Your task - Scan each line of the records for the word "below" and extract the ones that have it.

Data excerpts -
▬▬▬▬▬▬▬▬▬▬

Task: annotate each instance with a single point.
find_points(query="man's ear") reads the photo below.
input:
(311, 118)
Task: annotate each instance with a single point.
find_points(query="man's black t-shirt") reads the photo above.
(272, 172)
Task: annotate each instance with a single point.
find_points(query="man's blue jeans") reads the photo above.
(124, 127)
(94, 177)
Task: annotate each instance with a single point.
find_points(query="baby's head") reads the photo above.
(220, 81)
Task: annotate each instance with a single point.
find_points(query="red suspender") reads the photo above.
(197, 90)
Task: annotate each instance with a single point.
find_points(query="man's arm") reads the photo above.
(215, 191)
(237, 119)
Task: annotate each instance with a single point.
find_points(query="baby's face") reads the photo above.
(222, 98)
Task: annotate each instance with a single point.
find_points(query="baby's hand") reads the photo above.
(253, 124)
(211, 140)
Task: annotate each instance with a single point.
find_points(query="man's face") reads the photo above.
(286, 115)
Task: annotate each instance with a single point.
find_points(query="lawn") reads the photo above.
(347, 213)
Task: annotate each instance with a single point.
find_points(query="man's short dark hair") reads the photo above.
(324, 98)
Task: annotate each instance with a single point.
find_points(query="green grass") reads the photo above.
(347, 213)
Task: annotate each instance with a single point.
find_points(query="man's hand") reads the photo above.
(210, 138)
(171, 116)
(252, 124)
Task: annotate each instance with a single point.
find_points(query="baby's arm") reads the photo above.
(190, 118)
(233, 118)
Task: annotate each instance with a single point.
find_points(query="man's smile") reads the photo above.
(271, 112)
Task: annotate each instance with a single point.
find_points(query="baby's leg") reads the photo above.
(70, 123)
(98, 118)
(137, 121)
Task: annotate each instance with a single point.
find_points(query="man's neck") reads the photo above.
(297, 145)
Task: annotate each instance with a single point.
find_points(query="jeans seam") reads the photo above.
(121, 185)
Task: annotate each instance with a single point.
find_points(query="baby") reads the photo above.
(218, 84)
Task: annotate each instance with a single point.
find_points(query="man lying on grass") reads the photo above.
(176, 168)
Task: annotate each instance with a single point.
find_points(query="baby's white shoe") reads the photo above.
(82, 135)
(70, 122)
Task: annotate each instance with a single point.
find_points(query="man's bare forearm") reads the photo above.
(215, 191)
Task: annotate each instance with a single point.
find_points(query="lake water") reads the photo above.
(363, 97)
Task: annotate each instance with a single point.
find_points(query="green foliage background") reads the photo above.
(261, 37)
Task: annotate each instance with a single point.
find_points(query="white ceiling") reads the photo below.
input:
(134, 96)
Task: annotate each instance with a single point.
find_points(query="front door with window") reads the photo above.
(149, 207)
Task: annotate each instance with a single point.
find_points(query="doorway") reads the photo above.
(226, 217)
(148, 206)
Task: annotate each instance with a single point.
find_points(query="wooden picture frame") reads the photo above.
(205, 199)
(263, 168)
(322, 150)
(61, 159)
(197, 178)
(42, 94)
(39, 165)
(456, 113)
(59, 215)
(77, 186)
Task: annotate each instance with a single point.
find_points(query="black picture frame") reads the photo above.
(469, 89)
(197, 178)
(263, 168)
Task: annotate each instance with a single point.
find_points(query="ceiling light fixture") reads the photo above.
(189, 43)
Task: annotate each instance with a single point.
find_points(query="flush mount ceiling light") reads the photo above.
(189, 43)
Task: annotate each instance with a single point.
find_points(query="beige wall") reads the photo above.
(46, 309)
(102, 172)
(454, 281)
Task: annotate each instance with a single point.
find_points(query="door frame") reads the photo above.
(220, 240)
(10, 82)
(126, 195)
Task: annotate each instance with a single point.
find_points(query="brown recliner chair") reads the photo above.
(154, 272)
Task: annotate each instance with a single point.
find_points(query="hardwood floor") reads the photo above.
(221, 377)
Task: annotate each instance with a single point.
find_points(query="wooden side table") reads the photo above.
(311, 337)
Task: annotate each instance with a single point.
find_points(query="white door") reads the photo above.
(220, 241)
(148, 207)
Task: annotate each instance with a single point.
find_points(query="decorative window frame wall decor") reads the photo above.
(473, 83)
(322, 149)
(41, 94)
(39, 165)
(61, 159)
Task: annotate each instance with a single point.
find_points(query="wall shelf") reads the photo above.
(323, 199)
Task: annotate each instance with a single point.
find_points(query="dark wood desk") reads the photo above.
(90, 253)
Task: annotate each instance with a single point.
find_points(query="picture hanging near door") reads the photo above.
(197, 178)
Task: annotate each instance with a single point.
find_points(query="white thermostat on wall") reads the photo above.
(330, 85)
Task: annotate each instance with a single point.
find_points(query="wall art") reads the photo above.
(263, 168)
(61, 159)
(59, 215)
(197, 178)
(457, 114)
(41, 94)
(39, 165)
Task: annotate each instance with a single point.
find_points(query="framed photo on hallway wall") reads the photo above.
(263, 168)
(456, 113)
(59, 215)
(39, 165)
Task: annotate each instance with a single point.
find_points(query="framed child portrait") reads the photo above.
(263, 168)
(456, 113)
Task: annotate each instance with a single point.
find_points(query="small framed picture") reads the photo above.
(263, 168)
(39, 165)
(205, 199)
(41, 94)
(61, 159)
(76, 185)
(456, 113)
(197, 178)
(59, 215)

▬▬▬▬▬▬▬▬▬▬

Exercise solution -
find_points(query="man's ear") reads the photo below.
find_points(query="white ceiling") reads the photo below.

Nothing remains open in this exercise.